» **Instructions for the task**
Only the lines from the one containing "Query: metal paper clip" to the end of the records belong in the output; print them exactly.
*** Input
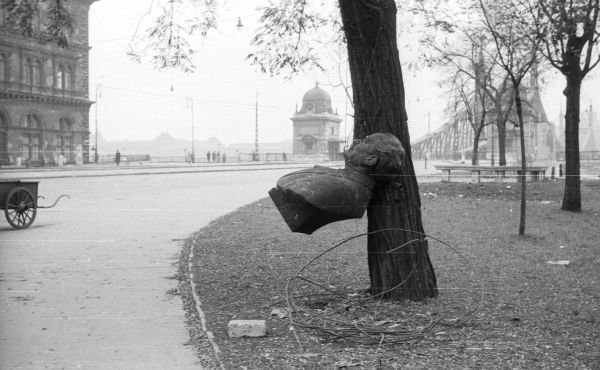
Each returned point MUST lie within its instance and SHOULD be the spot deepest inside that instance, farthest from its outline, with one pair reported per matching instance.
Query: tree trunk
(501, 142)
(475, 154)
(572, 195)
(519, 106)
(378, 93)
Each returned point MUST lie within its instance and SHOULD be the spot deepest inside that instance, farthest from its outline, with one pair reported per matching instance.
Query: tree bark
(519, 106)
(572, 194)
(379, 106)
(475, 155)
(501, 124)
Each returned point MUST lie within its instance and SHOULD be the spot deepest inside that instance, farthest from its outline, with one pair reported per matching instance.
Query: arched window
(36, 73)
(2, 16)
(65, 124)
(31, 141)
(68, 78)
(28, 72)
(65, 139)
(3, 138)
(3, 67)
(32, 121)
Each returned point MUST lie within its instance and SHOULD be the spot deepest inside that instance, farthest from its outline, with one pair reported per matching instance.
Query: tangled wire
(328, 310)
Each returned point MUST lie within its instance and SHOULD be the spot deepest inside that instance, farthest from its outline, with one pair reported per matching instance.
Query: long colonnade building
(44, 93)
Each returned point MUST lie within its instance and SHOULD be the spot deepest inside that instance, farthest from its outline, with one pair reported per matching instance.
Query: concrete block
(247, 328)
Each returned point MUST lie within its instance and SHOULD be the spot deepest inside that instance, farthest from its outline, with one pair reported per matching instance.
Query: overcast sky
(136, 101)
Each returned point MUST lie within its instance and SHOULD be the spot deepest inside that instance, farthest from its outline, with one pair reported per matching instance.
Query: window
(3, 68)
(32, 121)
(68, 78)
(60, 78)
(28, 72)
(30, 147)
(36, 73)
(65, 124)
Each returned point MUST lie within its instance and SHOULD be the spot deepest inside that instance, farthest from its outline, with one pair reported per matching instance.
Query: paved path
(86, 285)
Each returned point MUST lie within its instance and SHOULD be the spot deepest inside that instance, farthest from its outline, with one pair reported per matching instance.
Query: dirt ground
(504, 301)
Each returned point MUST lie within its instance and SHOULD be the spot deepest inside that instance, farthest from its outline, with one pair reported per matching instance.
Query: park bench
(533, 173)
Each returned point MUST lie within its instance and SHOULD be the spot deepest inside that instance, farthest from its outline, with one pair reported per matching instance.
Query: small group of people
(189, 156)
(216, 156)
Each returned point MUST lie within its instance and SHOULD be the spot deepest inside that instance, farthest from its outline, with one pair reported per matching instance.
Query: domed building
(316, 127)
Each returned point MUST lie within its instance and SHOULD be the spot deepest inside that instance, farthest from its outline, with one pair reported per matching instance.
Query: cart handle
(56, 201)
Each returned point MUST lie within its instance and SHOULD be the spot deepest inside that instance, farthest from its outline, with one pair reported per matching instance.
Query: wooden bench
(533, 173)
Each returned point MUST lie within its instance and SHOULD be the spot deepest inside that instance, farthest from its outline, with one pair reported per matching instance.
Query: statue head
(379, 155)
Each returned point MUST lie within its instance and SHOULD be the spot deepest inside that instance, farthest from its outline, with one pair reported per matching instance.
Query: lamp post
(191, 103)
(98, 94)
(256, 130)
(492, 144)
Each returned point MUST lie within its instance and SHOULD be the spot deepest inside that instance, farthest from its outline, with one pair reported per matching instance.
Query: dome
(315, 101)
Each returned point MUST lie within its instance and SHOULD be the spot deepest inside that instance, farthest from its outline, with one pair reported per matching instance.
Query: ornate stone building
(316, 127)
(44, 102)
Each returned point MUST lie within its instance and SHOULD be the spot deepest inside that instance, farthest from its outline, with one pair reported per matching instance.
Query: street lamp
(191, 102)
(98, 94)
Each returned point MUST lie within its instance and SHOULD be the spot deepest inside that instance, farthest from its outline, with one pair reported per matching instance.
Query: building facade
(316, 127)
(44, 99)
(454, 139)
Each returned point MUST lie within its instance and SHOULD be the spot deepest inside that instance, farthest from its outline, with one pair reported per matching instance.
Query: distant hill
(164, 145)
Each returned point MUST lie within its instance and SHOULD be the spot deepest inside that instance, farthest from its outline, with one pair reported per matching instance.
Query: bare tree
(452, 44)
(399, 263)
(517, 54)
(570, 34)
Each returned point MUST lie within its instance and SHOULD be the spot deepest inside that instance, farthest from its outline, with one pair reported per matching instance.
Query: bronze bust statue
(311, 198)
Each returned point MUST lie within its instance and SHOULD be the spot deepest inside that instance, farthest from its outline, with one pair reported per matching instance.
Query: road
(86, 285)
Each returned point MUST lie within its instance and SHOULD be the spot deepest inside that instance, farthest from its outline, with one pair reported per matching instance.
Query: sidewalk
(94, 170)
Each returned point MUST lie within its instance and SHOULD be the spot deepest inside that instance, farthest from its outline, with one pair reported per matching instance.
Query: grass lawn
(500, 304)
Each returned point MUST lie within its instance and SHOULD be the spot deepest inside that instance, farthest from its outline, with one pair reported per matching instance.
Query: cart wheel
(20, 208)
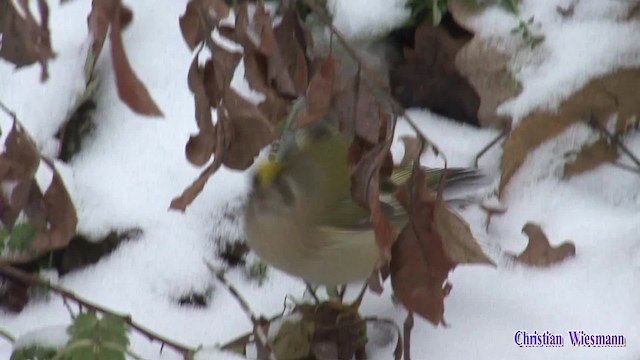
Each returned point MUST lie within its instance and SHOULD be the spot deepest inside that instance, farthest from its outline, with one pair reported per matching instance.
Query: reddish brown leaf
(539, 251)
(292, 39)
(24, 41)
(617, 92)
(211, 11)
(18, 164)
(130, 89)
(218, 72)
(428, 77)
(102, 11)
(356, 110)
(275, 106)
(200, 147)
(412, 150)
(190, 25)
(419, 262)
(365, 189)
(61, 218)
(250, 131)
(189, 194)
(590, 157)
(319, 93)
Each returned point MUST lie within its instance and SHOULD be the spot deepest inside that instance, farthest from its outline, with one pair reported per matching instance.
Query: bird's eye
(284, 189)
(256, 181)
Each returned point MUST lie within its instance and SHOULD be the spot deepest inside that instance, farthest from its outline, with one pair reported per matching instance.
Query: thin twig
(9, 112)
(614, 139)
(373, 79)
(27, 278)
(397, 352)
(626, 167)
(489, 146)
(257, 324)
(65, 302)
(408, 326)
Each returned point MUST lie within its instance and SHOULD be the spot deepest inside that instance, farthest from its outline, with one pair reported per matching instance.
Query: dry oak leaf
(60, 216)
(484, 66)
(433, 242)
(487, 70)
(591, 156)
(256, 35)
(428, 77)
(24, 41)
(539, 251)
(365, 190)
(197, 11)
(356, 110)
(131, 90)
(319, 93)
(52, 214)
(614, 93)
(18, 165)
(419, 263)
(199, 148)
(246, 129)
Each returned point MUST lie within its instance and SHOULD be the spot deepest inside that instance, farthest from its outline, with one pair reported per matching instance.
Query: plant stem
(11, 272)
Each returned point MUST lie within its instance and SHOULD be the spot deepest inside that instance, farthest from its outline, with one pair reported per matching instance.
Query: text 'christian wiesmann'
(576, 338)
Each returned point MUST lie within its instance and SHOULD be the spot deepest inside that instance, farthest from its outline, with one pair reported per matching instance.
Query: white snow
(367, 19)
(131, 167)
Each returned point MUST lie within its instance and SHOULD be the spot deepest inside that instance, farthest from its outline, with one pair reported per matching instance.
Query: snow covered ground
(132, 166)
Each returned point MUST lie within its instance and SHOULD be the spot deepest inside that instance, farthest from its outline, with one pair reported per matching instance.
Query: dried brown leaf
(590, 157)
(190, 25)
(218, 72)
(412, 150)
(24, 41)
(211, 11)
(319, 94)
(130, 89)
(487, 70)
(356, 111)
(60, 216)
(601, 98)
(459, 242)
(199, 148)
(539, 251)
(249, 130)
(292, 39)
(365, 190)
(428, 77)
(18, 164)
(338, 331)
(419, 263)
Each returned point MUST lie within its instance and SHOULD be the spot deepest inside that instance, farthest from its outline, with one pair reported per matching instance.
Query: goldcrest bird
(300, 217)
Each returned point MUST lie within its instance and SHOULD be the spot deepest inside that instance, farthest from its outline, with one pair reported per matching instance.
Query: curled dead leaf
(459, 243)
(24, 41)
(319, 94)
(487, 70)
(211, 11)
(412, 150)
(539, 251)
(249, 131)
(428, 77)
(130, 89)
(601, 98)
(419, 263)
(18, 165)
(590, 157)
(200, 147)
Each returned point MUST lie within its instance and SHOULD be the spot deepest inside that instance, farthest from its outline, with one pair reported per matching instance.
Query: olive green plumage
(300, 217)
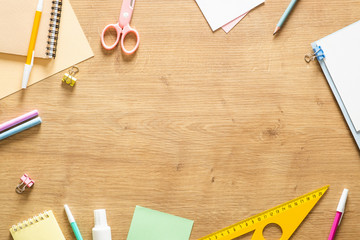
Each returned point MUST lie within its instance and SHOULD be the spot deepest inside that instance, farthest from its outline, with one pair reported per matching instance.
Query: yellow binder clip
(69, 78)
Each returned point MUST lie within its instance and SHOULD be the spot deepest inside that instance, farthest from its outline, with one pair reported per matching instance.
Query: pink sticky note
(227, 27)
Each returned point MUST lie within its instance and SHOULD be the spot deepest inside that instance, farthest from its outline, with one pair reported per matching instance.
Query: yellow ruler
(288, 216)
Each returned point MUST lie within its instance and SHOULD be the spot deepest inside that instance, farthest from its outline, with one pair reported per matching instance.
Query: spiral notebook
(338, 57)
(16, 30)
(41, 227)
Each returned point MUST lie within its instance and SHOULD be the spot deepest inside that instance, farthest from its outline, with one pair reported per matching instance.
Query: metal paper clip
(26, 181)
(318, 53)
(69, 78)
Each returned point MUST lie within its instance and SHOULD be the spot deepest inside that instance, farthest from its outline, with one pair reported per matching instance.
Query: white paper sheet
(342, 51)
(220, 12)
(227, 28)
******
» **Solution for this task**
Query: metal paper clip
(26, 181)
(318, 53)
(69, 78)
Each returned point MUST lie within its instance and SHOULD be the spot deepest inside that instance, farthest from its outline, with one pair reported per matching instance.
Query: white paper sheet
(342, 51)
(220, 12)
(227, 28)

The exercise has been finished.